* **Directive**
Replace "even-odd rule" with "nonzero winding rule" everywhere in the lines below. Leave everything else unchanged.

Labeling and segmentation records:
-- BEGIN --

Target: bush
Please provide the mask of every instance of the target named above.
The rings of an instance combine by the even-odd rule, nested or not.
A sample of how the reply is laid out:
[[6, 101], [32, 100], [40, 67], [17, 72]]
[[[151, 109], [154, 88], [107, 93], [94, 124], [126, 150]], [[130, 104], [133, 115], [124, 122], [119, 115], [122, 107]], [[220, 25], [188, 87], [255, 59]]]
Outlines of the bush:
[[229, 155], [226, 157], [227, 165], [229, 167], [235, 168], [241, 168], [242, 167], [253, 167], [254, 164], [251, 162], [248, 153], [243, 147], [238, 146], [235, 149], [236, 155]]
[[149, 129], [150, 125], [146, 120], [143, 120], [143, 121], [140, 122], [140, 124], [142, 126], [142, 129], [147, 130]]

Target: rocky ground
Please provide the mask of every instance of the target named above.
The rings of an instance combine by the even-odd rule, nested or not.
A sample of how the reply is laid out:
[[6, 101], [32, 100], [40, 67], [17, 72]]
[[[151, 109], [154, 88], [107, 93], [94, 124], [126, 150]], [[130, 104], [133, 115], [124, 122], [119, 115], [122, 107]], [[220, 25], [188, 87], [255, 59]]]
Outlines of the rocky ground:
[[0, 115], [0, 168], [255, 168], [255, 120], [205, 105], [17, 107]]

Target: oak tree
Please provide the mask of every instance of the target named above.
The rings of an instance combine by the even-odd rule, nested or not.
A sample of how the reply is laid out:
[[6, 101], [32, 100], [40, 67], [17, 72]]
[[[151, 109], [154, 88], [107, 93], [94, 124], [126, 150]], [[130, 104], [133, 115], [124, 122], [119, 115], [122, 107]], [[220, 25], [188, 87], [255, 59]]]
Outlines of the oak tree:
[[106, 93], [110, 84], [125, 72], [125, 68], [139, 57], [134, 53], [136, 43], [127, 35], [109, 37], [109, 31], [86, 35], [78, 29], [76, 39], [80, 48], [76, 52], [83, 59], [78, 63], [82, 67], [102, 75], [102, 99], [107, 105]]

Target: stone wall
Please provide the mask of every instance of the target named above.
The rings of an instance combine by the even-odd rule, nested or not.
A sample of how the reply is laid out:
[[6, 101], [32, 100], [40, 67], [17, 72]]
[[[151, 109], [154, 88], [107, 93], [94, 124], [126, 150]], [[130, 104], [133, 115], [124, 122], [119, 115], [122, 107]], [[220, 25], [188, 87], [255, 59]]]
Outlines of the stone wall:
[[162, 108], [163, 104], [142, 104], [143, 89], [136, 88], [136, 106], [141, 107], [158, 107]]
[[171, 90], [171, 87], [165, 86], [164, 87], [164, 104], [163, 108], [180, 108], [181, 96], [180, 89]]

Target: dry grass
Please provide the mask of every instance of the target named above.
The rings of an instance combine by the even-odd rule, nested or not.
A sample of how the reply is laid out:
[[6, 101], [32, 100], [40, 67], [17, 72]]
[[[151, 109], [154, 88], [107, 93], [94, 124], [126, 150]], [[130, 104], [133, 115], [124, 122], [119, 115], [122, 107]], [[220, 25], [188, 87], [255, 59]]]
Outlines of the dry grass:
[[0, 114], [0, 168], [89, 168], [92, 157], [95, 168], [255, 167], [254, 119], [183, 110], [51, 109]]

-- END --

* **Answer for the task**
Target: bush
Please provide the mask of every instance of the target named above.
The rings of an instance combine by the nonzero winding rule, nested or not.
A sample of how the reply is laid out:
[[6, 101], [32, 100], [40, 67], [17, 72]]
[[[151, 109], [154, 88], [107, 93], [94, 124], [126, 150]], [[130, 104], [133, 115], [124, 122], [119, 115], [122, 107]], [[220, 25], [188, 87], [255, 59]]]
Outlines of the bush:
[[229, 155], [226, 157], [227, 165], [229, 167], [235, 168], [241, 168], [242, 167], [253, 167], [254, 164], [251, 162], [248, 153], [243, 147], [238, 146], [235, 149], [236, 155]]
[[149, 129], [150, 125], [146, 120], [143, 120], [143, 121], [140, 122], [140, 124], [142, 126], [142, 129], [147, 130]]

Target: rocky ground
Please provide the mask of every instance of the target named above.
The rings of an instance combine by the nonzero winding rule, nested or not.
A sample of how the reply is laid out:
[[6, 101], [32, 100], [40, 67], [17, 72]]
[[[151, 109], [154, 88], [107, 93], [94, 124], [126, 150]], [[130, 104], [133, 115], [124, 122], [119, 115], [122, 107]], [[220, 25], [188, 87], [255, 59]]]
Outlines of the rocky ground:
[[0, 115], [0, 168], [255, 168], [255, 120], [205, 105], [17, 107]]

Target: oak tree
Please provide the mask of every instance of the target named above.
The rings of an instance combine by the nonzero winding rule, nested or not.
A sample of how the reply is laid out:
[[6, 101], [32, 100], [40, 67], [17, 72]]
[[[151, 109], [154, 88], [107, 93], [94, 124], [126, 150]], [[130, 104], [133, 115], [124, 122], [119, 115], [122, 107]], [[220, 25], [188, 87], [255, 59]]]
Outlines of the oak tree:
[[106, 93], [110, 84], [125, 72], [125, 68], [139, 57], [134, 53], [136, 43], [127, 35], [109, 37], [109, 31], [86, 35], [78, 29], [76, 39], [80, 48], [76, 52], [83, 59], [78, 63], [82, 67], [102, 75], [102, 99], [107, 105]]

Target: stone wall
Please provide the mask of every instance of the target named above.
The rings of an instance combine by the nonzero winding rule, nested or not.
A sample of how the reply is laid out:
[[6, 101], [32, 100], [40, 67], [17, 72]]
[[[151, 109], [154, 88], [107, 93], [94, 124], [126, 150]], [[130, 104], [133, 115], [124, 122], [119, 115], [122, 107]], [[220, 25], [188, 87], [255, 59]]]
Outlines of the stone wall:
[[162, 108], [163, 104], [142, 104], [143, 89], [136, 88], [136, 106], [141, 107], [158, 107]]
[[171, 90], [171, 87], [165, 86], [164, 87], [164, 104], [163, 108], [180, 108], [181, 96], [180, 89]]

Target: dry grass
Please provide the mask of every instance of the target named above.
The rings of an instance combine by the nonzero winding rule, nested or not.
A sample of how the reply is laid out:
[[6, 101], [32, 100], [40, 67], [17, 72]]
[[[151, 109], [154, 88], [107, 93], [94, 124], [126, 150]], [[130, 104], [133, 115], [124, 122], [119, 115], [122, 107]], [[220, 25], [188, 87], [255, 59]]]
Outlines of the dry grass:
[[0, 114], [0, 168], [89, 168], [92, 157], [95, 168], [255, 167], [254, 119], [183, 110], [51, 109]]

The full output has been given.